> Supplied data
--- START ---

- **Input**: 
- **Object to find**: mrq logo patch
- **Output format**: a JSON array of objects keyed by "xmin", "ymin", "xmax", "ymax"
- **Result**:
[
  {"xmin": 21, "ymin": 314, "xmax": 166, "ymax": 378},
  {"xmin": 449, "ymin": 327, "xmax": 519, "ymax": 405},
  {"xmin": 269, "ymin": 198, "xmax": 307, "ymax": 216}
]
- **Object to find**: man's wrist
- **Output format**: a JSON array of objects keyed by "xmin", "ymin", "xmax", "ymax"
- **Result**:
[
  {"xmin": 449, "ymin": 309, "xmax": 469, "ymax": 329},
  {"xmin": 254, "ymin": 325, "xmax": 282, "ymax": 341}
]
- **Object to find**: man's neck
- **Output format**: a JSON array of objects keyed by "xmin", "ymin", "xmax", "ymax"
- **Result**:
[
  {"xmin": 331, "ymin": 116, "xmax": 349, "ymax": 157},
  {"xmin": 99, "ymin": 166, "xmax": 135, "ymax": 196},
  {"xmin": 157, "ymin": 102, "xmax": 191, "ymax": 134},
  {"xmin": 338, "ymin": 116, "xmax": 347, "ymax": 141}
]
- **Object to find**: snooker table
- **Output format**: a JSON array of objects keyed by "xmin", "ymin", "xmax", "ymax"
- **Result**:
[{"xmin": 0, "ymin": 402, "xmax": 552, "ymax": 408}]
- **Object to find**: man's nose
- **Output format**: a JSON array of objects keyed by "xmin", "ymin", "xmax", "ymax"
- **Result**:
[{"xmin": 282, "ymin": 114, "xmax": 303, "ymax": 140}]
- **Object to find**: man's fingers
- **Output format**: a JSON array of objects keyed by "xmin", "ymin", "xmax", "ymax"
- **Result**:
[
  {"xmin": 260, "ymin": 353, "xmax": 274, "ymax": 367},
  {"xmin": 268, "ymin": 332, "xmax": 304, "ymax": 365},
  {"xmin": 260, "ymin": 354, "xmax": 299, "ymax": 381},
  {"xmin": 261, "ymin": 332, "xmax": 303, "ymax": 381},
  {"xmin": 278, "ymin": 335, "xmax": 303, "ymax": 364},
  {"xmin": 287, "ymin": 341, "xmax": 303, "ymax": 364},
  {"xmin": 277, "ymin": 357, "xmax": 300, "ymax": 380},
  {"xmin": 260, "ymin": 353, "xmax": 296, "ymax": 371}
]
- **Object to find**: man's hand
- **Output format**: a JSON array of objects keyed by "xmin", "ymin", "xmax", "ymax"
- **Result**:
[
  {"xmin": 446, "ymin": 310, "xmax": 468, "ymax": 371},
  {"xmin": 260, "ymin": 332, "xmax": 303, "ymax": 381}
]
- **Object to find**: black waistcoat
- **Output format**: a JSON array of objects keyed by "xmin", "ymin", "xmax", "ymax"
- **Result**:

--- END ---

> Assignment
Every entry above needs to be quoted exactly.

> Written answer
- **Input**: 
- **Object to find**: mrq logo patch
- **Output format**: a JSON array of objects keyed by "xmin", "ymin", "xmax", "ymax"
- **Result**:
[
  {"xmin": 21, "ymin": 314, "xmax": 166, "ymax": 378},
  {"xmin": 449, "ymin": 327, "xmax": 519, "ymax": 405},
  {"xmin": 269, "ymin": 198, "xmax": 307, "ymax": 216}
]
- **Object to find**: man's wrist
- **Output format**: a JSON array of objects keyed by "xmin", "ymin", "xmax", "ymax"
- **Result**:
[
  {"xmin": 449, "ymin": 309, "xmax": 469, "ymax": 329},
  {"xmin": 254, "ymin": 325, "xmax": 282, "ymax": 341}
]
- **Object to find**: man's neck
- **Output format**: a JSON array of objects keyed by "xmin", "ymin", "xmax", "ymax"
- **Result**:
[
  {"xmin": 331, "ymin": 116, "xmax": 349, "ymax": 157},
  {"xmin": 99, "ymin": 166, "xmax": 135, "ymax": 196},
  {"xmin": 157, "ymin": 102, "xmax": 191, "ymax": 134},
  {"xmin": 338, "ymin": 116, "xmax": 347, "ymax": 141}
]
- **Object to find**: snooker table
- **Output format**: a JSON array of objects keyed by "xmin", "ymin", "xmax", "ymax"
- **Result**:
[{"xmin": 0, "ymin": 402, "xmax": 552, "ymax": 408}]
- **Object to find**: man's nose
- **Output format**: a JSON array of objects keyed by "xmin", "ymin", "xmax", "ymax"
- **Result**:
[{"xmin": 282, "ymin": 114, "xmax": 303, "ymax": 140}]
- **Object to find**: man's fingers
- **Output format**: a JSON array of objects keyed by "xmin", "ymin", "xmax", "ymax"
- **Result**:
[
  {"xmin": 260, "ymin": 353, "xmax": 274, "ymax": 367},
  {"xmin": 268, "ymin": 332, "xmax": 304, "ymax": 365},
  {"xmin": 260, "ymin": 354, "xmax": 299, "ymax": 381},
  {"xmin": 261, "ymin": 332, "xmax": 303, "ymax": 381},
  {"xmin": 278, "ymin": 335, "xmax": 303, "ymax": 364},
  {"xmin": 287, "ymin": 341, "xmax": 303, "ymax": 364},
  {"xmin": 277, "ymin": 357, "xmax": 300, "ymax": 380},
  {"xmin": 260, "ymin": 353, "xmax": 296, "ymax": 371}
]
- **Object to find**: man's hand
- **Output format**: a JSON array of objects keyed by "xmin", "ymin", "xmax", "ymax"
- **Result**:
[
  {"xmin": 446, "ymin": 310, "xmax": 468, "ymax": 371},
  {"xmin": 260, "ymin": 332, "xmax": 303, "ymax": 381}
]
- **Object to find**: black waistcoat
- **Output format**: a JSON array of objects keyed by "xmin", "ymin", "xmax", "ymax"
- **Result**:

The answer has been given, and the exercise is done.